ЗАДАНИЕ: Замените «комбинаций» на «сочетаний» в тексте о критическом разборе и приведите заново его отрывок от слов «Как бы ни мало» по слова «ценность критического разбора.» включительно.

Рассмотрение второго вопроса представляется столь же необходимым, ибо войну ведут не с абстрактным, а с реальным противником, которого надо постоянно иметь в виду. И наверное смелый Бонапарт не упускал эту точку зрения, т.е. учитывал тот ужас, который предшествовал его грозному мечу. Тот же расчет привел его в 1812 г. и в Москву. Здесь он просчитался; ужас несколько был изжит в предшествовавшей гигантской борьбе; в 1797 г. этот ужас конечно еще был свеж, а тайна сопротивления, доведенного до крайнего предела, тогда еще не была вскрыта; но и в 1797 г. его отвага привела бы к отрицательному результату, если бы в предвидении такового он не нашел исхода в умеренном Кампо-Формийском мире.
Этим мы и закончим данное рассмотрение; сказанное представляет собой образчик, показывающий, с какой широтой, многообразием и трудностями имеет дело критический разбор, если доходить в нем до предельных целей, а последнее является необходимым, когда дело идет о крупных, решающих актах. Из нашего рассмотрения видно, что помимо теоретического проникновения в предмет природный талант оказывает огромное влияние на ценность критического разбора, ибо преимущественно от этого таланта будут зависеть надлежащее освещение взаимной связи явлений и выявление наиболее существенных соотношений событий из бесчисленного их множества.
Но таланту в этом деле предстоит и другого рода задача. Критическое рассмотрение заключается не в одной лишь оценке примененных средств, но и всех возможных; а последние еще надо указать, т.е. изобрести; ведь вообще нельзя порицать одно средство, если не можешь указать на другое - лучшее .
Как бы ни мало было в большинстве случаев число возможных комбинаций, все же нельзя отрицать, что выдвигая средства еще не использованные, мы не только производим простой анализ имевших место явлений, но и проявляем творчество, которое не может быть предуказано, а зависит исключительно от плодовитости ума.
Мы далеки от того, чтобы усматривать арену великой гениальности там, где все может быть сведено к очень немногим практически возможным и очень простым комбинациям, мы считаем смехотворным, когда изобретение обхода позиции рассматривается как черта великой гениальности, что часто имеет место; но тем те менее этот акт творческой самодеятелыности является необходимым, и им существенно определяется ценность критического разбора.
Когда Бонапарт 30 июля 1796 г. принял решение снять осаду Мантуи, дабы сосредоточенными силами броситься навстречу отдельным колоннам неприятеля, двигающимся на выручку крепости, чтобы разбить их поодиночке, то это оказалось самым верным путем к блестящим победам. Эти победы действительно были одержаны и повторились с еще большим блеском и теми же средствами при последующих попытках прийти на выручку означенной крепости. Об этом все в один голос отзываются не иначе, как с восторженной похвалой.

ИСХОДНЫЕ ДАННЫЕ:

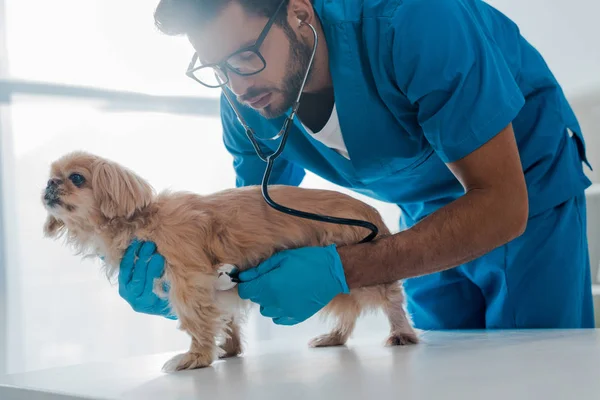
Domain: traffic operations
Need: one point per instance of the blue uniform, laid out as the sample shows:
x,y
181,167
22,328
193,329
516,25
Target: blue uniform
x,y
420,83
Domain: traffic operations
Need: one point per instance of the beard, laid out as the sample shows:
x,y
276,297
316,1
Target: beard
x,y
297,64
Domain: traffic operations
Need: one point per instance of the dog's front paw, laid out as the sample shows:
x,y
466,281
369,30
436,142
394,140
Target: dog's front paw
x,y
328,340
402,339
188,360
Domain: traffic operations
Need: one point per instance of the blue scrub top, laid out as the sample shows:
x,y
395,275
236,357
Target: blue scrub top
x,y
420,83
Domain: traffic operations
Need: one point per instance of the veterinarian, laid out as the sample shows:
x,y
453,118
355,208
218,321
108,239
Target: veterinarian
x,y
438,106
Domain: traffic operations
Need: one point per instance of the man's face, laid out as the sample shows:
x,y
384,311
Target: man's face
x,y
273,90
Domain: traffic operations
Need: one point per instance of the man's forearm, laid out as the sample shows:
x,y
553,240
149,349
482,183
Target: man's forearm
x,y
466,229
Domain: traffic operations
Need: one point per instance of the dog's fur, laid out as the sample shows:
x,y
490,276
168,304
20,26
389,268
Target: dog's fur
x,y
197,234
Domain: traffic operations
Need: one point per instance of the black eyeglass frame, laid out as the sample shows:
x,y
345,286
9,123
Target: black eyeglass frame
x,y
224,66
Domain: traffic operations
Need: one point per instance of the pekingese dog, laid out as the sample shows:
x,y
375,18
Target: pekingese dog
x,y
99,207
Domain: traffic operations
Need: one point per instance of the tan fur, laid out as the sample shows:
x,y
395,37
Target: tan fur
x,y
197,234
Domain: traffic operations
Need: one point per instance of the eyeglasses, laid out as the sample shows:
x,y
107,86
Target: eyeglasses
x,y
245,62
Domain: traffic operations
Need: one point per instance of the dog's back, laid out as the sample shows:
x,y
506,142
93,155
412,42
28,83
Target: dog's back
x,y
237,226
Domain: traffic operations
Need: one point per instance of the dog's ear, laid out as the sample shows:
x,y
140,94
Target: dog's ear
x,y
53,227
119,192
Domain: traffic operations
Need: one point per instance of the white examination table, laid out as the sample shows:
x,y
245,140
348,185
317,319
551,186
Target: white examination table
x,y
493,365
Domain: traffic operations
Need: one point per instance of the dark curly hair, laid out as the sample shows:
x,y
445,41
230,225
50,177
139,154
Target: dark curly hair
x,y
181,17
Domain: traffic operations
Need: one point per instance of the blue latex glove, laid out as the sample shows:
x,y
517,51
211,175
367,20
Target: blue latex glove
x,y
140,265
293,285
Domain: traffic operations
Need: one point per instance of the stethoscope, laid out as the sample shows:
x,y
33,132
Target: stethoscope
x,y
270,158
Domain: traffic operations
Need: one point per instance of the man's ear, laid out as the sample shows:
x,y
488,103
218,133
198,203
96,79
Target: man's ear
x,y
53,227
118,191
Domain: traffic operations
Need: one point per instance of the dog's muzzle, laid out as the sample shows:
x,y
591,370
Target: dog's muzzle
x,y
52,194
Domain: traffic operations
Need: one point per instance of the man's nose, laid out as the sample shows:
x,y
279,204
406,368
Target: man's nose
x,y
239,85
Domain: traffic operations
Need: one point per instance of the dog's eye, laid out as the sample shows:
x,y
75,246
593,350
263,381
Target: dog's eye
x,y
77,179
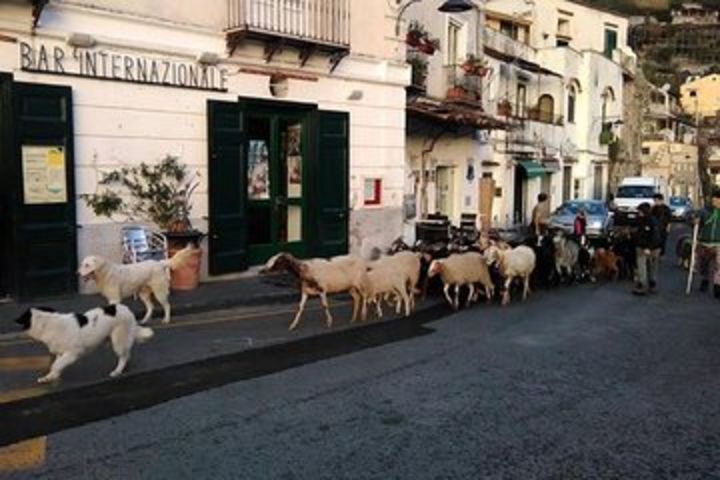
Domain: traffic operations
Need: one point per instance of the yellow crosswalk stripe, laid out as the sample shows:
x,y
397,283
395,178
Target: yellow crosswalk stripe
x,y
25,363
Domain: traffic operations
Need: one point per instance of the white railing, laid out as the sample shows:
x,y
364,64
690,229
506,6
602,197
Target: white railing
x,y
322,21
508,45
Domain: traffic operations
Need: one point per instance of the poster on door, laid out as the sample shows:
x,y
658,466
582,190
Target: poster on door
x,y
258,170
294,160
44,177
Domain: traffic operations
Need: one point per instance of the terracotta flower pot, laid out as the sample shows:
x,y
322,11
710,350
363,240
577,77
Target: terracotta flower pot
x,y
187,277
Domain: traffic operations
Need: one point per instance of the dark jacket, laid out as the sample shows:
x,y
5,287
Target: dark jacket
x,y
648,234
710,227
663,214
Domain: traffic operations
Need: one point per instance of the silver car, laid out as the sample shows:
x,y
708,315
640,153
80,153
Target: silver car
x,y
599,218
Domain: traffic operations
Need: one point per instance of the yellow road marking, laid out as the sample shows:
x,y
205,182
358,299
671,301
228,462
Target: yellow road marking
x,y
25,363
21,393
23,455
210,321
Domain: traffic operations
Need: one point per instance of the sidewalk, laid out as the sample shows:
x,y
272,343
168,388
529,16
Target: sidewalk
x,y
250,291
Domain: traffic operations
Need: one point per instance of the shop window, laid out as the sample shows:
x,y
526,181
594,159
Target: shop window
x,y
373,191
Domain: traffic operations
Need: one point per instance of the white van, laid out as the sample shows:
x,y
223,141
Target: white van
x,y
634,191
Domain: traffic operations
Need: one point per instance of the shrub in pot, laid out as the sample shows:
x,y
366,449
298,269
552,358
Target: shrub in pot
x,y
158,194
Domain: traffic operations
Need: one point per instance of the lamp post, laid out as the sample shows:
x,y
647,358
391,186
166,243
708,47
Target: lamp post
x,y
449,6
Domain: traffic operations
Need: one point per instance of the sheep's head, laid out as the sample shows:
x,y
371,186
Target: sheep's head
x,y
436,267
278,263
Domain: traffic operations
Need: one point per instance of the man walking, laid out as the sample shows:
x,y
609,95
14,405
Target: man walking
x,y
663,216
709,245
647,249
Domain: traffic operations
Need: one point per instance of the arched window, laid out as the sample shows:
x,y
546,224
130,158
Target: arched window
x,y
546,109
572,95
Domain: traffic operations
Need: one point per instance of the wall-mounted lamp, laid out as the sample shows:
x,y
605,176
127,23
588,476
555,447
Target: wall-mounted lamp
x,y
80,40
449,6
208,58
356,95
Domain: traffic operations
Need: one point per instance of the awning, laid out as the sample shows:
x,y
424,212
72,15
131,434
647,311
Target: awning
x,y
532,169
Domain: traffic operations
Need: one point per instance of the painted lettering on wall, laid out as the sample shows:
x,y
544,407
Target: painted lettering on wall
x,y
122,67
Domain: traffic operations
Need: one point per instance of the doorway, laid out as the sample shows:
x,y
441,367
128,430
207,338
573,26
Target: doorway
x,y
567,183
37,198
520,195
275,206
445,181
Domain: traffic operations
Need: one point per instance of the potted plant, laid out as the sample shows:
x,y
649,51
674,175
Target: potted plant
x,y
430,45
474,66
504,108
159,194
419,68
416,34
458,92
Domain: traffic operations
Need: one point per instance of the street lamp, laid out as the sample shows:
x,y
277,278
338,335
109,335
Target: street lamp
x,y
449,6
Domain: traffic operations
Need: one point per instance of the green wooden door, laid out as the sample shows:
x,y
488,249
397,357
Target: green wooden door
x,y
42,202
227,188
277,155
332,183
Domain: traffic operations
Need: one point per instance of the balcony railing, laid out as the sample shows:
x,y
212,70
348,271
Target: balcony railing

ОТВЕТ НА ЗАДАНИЕ:
Как бы ни мало было в большинстве случаев число возможных сочетаний, все же нельзя отрицать, что выдвигая средства еще не использованные, мы не только производим простой анализ имевших место явлений, но и проявляем творчество, которое не может быть предуказано, а зависит исключительно от плодовитости ума.
Мы далеки от того, чтобы усматривать арену великой гениальности там, где все может быть сведено к очень немногим практически возможным и очень простым комбинациям, мы считаем смехотворным, когда изобретение обхода позиции рассматривается как черта великой гениальности, что часто имеет место; но тем те менее этот акт творческой самодеятелыности является необходимым, и им существенно определяется ценность критического разбора.